#### [REQUIRED ACTIONS]
1. List the factors to which the 2011 study in the heart disease text attributes the higher mortality rate among transgender individuals.
2. From the heart disease text, reproduce word for word the part that opens with the words "Early studies from" and closes with "and cardiovascular disease.".

#### [DOCUMENT TEXT]
Population studies report characteristics of participants. Some characteristics differ, but age and sex are always reported. Some conditions are sex relevant e.g. only men get prostate cancer and men die more from premature heart disease than women. Since sex is such a fundamental characteristic, it occurred to me to question if trying to change sex has any impact on heart disease.
I started with a systematic review of existing literature and concentrated on research where there were specific outcomes, not markers, like cholesterol. I reviewed four comparisons: males wanting to be female (M->W) compared to both males and females, and females wanting to be males (W->M) compared to both males and females. The objective was to ascertain how the administration of sex hormones and/or surgical produres influences cardiovascular outcomes.
Early studies from 1989 found no significant differences in heart attack rates between transgender individuals and their non-transgender counterparts. However, more recent research shows a different picture. A 2011 study revealed a 51% higher mortality rate among transgender individuals compared to the general population, primarily attributed to factors such as suicide, HIV infection, substance abuse, and cardiovascular disease.

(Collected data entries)
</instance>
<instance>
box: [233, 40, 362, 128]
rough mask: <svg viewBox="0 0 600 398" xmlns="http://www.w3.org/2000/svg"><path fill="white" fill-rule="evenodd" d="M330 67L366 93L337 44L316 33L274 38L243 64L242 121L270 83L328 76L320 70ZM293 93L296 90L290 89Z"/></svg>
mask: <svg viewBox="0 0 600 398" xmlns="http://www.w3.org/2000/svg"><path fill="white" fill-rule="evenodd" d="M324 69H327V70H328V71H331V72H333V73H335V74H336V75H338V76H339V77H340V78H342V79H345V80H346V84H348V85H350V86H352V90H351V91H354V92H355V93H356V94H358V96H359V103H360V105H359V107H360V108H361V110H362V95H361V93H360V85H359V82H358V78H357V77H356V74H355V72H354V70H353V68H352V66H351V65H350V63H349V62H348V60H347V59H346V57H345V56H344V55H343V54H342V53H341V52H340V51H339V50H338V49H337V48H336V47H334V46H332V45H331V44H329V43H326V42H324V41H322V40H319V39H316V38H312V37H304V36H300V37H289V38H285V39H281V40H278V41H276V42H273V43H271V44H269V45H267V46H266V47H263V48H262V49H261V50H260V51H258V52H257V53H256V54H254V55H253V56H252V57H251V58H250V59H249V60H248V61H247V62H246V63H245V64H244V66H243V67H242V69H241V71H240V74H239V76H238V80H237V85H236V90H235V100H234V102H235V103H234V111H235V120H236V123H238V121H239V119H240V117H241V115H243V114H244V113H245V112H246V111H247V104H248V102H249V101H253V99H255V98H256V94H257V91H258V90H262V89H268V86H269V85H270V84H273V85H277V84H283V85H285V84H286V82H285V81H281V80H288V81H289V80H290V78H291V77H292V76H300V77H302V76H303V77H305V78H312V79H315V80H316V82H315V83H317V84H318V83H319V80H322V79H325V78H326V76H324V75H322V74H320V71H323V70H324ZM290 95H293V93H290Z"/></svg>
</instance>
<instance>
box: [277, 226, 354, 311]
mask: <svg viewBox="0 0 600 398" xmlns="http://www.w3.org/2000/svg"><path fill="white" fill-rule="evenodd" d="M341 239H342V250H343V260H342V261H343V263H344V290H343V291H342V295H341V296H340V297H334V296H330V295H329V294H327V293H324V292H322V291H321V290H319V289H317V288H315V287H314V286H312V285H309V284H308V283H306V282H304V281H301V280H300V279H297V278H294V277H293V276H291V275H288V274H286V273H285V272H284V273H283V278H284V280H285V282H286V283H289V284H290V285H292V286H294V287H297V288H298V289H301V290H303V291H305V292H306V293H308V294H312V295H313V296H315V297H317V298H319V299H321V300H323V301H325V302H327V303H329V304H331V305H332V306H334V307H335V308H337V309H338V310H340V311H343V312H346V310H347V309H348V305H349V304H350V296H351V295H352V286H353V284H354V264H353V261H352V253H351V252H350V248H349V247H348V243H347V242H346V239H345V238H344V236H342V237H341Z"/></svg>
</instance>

#### [TASK-BY-TASK RESULTS]
1. suicide, HIV infection, substance abuse, cardiovascular disease

2.
Early studies from 1989 found no significant differences in heart attack rates between transgender individuals and their non-transgender counterparts. However, more recent research shows a different picture. A 2011 study revealed a 51% higher mortality rate among transgender individuals compared to the general population, primarily attributed to factors such as suicide, HIV infection, substance abuse, and cardiovascular disease.